'Timely, and beautifully-written, this is how you do theology.' Photo: Book cover of The Living Fountain: Remembrances of Quaker Christianity, by Benjamin Wood

Author: Benjamin Wood. Review by Jonathan Wooding

The Living Fountain: Remembrances of Quaker Christianity, by Benjamin Wood

Author: Benjamin Wood. Review by Jonathan Wooding

by Jonathan Wooding 25th August 2023

Just look at these chapter headings: ‘The Problem of “Thin” Quakerism’, ‘The Romantic Quakerism of Rufus Jones’, ‘The Unquiet Presence of God’, ‘Recovering the Slow Jesus’, ‘Heaven: Walking the Road with Anne Conway’ – goodness! Who’s Anne Conway? I couldn’t wait, and frankly, now I can’t cope. I need help, Friends; we need shared reading groups, we need workshops, and we need to read Wood alongside things like T S Eliot’s ‘Four Quartets’ (to which he refers significantly). Eliot’s essay ‘Tradition and the Individual Talent’ might also help those who are nervous about Wood’s focus on tradition. What’s wrong with institutional conservatism?

Timely, and beautifully-written, this is how you do theology. It is ‘what is needed by my heart, my soul, not my speculative intelligence’, as Wittgenstein (echoing Blaise Pascal) is quoted here as saying. This, not smiling outreach or bragging, but lucid inreach and invitation. Atheist? Post-Christian? Universalist? Humanist? Not so fast, my friend, ‘Quaker’ can still do quite nicely, it turns out. It is a clear and present theological condition and offering. Benjamin Wood, visiting researcher for the Centre of Religion and Public Life at the University of Leeds, is not about to straighten us out or tick us off, but nevertheless to demonstrate our common wealth.

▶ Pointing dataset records
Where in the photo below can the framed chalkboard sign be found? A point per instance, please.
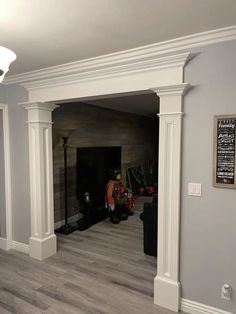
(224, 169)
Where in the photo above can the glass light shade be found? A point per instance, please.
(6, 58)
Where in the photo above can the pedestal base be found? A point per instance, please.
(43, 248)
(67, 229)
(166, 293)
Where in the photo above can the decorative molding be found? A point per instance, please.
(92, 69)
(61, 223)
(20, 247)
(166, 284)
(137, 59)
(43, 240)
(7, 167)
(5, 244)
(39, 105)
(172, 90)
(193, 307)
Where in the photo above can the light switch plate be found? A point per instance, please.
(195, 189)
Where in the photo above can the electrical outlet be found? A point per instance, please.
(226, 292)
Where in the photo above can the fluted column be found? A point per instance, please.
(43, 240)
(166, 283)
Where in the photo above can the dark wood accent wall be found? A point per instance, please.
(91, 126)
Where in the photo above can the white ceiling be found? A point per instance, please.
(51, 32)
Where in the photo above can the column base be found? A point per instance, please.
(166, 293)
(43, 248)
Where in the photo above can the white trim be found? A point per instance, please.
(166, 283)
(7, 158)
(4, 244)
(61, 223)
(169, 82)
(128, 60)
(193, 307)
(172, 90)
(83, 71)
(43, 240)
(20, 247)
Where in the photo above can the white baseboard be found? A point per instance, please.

---

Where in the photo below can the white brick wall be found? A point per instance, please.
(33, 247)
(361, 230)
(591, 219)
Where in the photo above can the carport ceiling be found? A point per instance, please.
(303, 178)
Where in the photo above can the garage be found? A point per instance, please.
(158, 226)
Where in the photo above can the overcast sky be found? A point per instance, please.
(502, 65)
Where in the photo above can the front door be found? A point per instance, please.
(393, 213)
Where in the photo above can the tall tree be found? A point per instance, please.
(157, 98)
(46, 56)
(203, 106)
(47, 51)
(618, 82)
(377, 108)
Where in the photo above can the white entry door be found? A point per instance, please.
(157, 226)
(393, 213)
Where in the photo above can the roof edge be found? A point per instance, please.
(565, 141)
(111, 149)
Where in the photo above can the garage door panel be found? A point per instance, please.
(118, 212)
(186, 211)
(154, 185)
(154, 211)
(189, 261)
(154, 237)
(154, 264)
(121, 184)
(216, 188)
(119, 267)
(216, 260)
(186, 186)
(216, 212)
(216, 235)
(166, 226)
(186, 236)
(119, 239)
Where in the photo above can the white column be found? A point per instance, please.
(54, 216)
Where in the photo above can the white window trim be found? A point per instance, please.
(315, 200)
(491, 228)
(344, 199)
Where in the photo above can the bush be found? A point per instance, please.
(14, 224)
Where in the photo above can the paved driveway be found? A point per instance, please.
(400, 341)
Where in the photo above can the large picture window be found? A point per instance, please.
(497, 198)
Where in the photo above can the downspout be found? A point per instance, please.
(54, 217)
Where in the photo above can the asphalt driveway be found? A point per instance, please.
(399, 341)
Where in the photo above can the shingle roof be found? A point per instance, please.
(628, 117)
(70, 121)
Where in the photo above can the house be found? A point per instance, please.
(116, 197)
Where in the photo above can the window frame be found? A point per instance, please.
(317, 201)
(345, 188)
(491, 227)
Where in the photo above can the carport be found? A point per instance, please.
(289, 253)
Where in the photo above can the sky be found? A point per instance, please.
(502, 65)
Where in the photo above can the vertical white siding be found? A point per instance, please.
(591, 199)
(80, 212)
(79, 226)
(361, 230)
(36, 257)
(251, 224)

---

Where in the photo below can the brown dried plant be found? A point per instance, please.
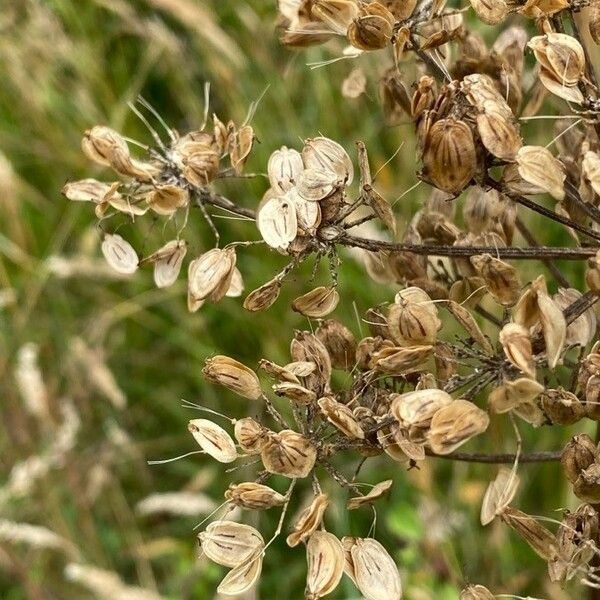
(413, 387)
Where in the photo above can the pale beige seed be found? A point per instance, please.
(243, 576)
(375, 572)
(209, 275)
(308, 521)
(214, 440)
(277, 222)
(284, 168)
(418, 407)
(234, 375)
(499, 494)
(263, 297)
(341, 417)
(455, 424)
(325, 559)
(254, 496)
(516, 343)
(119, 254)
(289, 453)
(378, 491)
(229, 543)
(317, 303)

▶ Aim
Reproduce word for word the passage of the book review that begins with the words "Timely, and beautifully-written, this is how you do theology. It" and ends with "our common wealth.".

▶ Result for this task
Timely, and beautifully-written, this is how you do theology. It is ‘what is needed by my heart, my soul, not my speculative intelligence’, as Wittgenstein (echoing Blaise Pascal) is quoted here as saying. This, not smiling outreach or bragging, but lucid inreach and invitation. Atheist? Post-Christian? Universalist? Humanist? Not so fast, my friend, ‘Quaker’ can still do quite nicely, it turns out. It is a clear and present theological condition and offering. Benjamin Wood, visiting researcher for the Centre of Religion and Public Life at the University of Leeds, is not about to straighten us out or tick us off, but nevertheless to demonstrate our common wealth.